READING PASSAGE:
----
’21 Sep: New York New York

It’s a helluva town.

Arrival Evening

This was my first plane ride since covid and I think it went very well. The airport was not crowded (at 5am..) and in both the airport and on the plane mask compliance was 100%.

I’m settled here in the Lower East Side in a most curious hotel and a different kind of neighborhood. The dotted line shows the 8 minute walk from the hotel to the most useful metro stop, one of the downsides to this hotel. I think it will be fine though, I think the 8 minutes will dissolve into the many hours of walking to come.

What the hotel says about itself: The Sanctuary NYC mission is to provide a ‘retreat for the soul’, a respite from the usual non-spiritual accommodations available to travelers who journey to New York. As Sanctuary NYC is part of St. Christophers Interfaith Community/Dharma in Action, we live by the credo that taking care of guests is our intrinsic dharmic duty, as St. Christopher was the patron saint of travelers.

From the hotel’s website, the lobby above showing the yoga studio past the glass doors, and the room. The door in the distance of the room leads to a private patio, pretty rare in the city I think. They ask you to only cook vegetarian food in the kitchen.

Pictures from google street. There are about 100 restaurants between the metro and the hotel and these mini-marts on every corner. I got a very nice salad at Wholesome Foods for dinner and then fell into a deep sleep, waking up at 3:30am NY time. I’m typing this at 4am. Let’s see how I do with the time change..since I never know what time it is anyway!

When I was getting my salad at Wholesome Foods the guy, who appeared from his demeanor to be the owner, said it’s your first time here, right? and I said yes, that’s right! and he said why don’t you pick another ingredient, it’s on me. Opinion affirmed: people in New York are perfectly lovely.

P&G and The Tenement Museum

Not having been to NY in 15 years so many sites are new to me, for example The Tenement Museum, which is awesome.

You can tell this is an internet picture because of the trees.

What makes a building a tenement? What our guide said, and may I note that we had a private guide, which was wonderful: 1) 4-5 floors walk-up 2) shared by at least three unrelated families 3) each with their own kitchen.

They have fitted out one floor to represent a few exact families (we learn their individual stories), from the 19th and 20th centuries, that lived in this building. Below are some samples of the rooms from the internet since no photos were allowed. You can choose among several tours from different eras. I recommend you chose one related to your own background. You will be amazed. My grandparents definitely lived here!

More tenements, the basic construction of the Lower East Side.

Here we are, too cute, right?!

Following are a few pictures from my street. Soon Ingalill will arrive and we’ll head out for a walk across the Brooklyn Bridge. Oh Goodie, I’ve never walked across the Brooklyn Bridge before.

There are three of these pocket parks within five blocks.
Our synagogue, speaking to the hugely mixed nature of this neighborhood and all the immigrants who have passed through.
----
WORK ORDER: Rewrite the paragraph of the New York travel diary that begins "What makes a building a tenement?" as a short list, keeping its main facts. The listing here comes from a separate, unrelated source.

AVAILABLE DATA:
----
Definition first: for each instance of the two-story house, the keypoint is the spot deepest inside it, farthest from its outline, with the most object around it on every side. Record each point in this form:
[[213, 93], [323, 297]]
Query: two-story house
----
EXERCISE RESULT:
A tenement, according to the private guide:
- has 4–5 floors and is a walk-up
- is shared by at least three unrelated families
- gives each family its own kitchen